● Opis zadania
Zwróć bez żadnych zmian wiersze materiału: zacznij od wiersza zawierającego „Note: spot the white plastic” i przepisz wszystko aż do końca materiału, włącznie z pierwszym i ostatnim wierszem.

Blok danych
^^^^

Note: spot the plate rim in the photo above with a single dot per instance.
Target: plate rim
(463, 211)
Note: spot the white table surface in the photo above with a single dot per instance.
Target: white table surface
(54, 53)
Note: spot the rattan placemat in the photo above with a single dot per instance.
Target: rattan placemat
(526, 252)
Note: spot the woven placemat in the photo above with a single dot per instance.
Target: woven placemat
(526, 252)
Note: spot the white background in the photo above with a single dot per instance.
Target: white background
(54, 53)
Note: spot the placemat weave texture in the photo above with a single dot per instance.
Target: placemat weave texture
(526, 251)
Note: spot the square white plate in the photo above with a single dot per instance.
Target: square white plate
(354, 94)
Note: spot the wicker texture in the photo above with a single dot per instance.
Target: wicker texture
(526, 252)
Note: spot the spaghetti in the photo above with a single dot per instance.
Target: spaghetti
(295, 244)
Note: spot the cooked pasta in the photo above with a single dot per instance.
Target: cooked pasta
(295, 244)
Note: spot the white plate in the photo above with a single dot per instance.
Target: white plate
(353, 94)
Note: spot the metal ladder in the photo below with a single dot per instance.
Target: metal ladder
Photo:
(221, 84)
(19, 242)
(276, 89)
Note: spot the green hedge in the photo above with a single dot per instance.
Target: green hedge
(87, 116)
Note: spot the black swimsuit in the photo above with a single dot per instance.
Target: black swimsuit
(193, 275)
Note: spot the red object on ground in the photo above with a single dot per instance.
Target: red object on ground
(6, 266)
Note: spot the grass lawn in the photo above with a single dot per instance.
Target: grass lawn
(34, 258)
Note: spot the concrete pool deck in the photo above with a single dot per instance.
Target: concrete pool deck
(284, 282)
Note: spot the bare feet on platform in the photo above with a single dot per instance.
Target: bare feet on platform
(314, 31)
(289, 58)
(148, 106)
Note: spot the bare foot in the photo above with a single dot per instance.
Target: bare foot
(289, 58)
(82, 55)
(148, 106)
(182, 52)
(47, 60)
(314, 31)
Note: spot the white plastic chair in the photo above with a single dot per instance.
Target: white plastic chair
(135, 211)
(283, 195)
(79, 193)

^^^^

● Wynik zadania
Note: spot the white plastic chair in the photo above with a single dot per instance.
Target: white plastic chair
(135, 211)
(283, 195)
(79, 193)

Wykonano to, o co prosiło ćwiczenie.